- What is asked: Repeat everything below, from the line containing "of the green" down to the line containing "column 53, row 200", including both of those lines.

- Input:
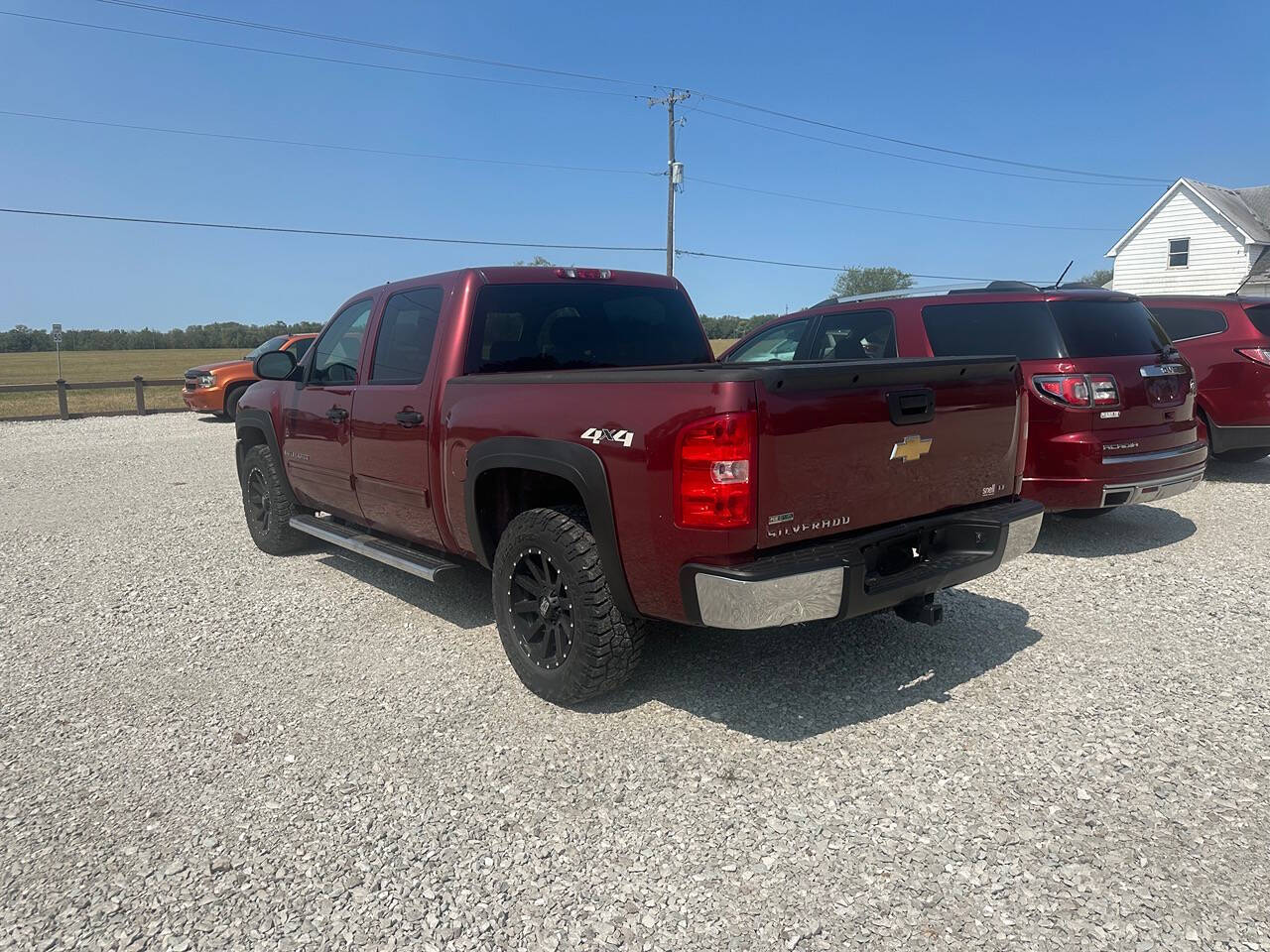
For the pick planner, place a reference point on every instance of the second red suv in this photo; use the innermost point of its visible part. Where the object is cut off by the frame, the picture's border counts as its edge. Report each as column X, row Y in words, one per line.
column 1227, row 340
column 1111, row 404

...

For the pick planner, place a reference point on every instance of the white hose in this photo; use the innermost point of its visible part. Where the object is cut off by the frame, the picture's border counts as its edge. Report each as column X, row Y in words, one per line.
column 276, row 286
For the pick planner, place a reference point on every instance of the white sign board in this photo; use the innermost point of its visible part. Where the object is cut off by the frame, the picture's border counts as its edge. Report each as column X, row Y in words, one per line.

--

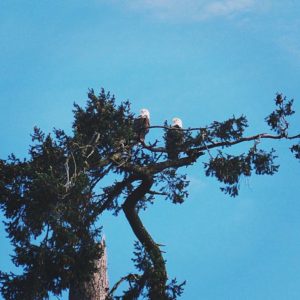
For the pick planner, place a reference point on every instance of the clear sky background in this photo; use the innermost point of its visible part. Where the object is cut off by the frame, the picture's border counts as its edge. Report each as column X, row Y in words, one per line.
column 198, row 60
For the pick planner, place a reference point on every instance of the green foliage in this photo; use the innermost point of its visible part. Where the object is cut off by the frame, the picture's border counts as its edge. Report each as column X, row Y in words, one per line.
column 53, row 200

- Written reply:
For the pick planner, place a reference point on every instance of the green foliage in this photo; use the innermost point of its visible part. Where the object is cut off by the frame, the picture's border counts as its edge. Report each as column X, row Y in words, one per line.
column 53, row 200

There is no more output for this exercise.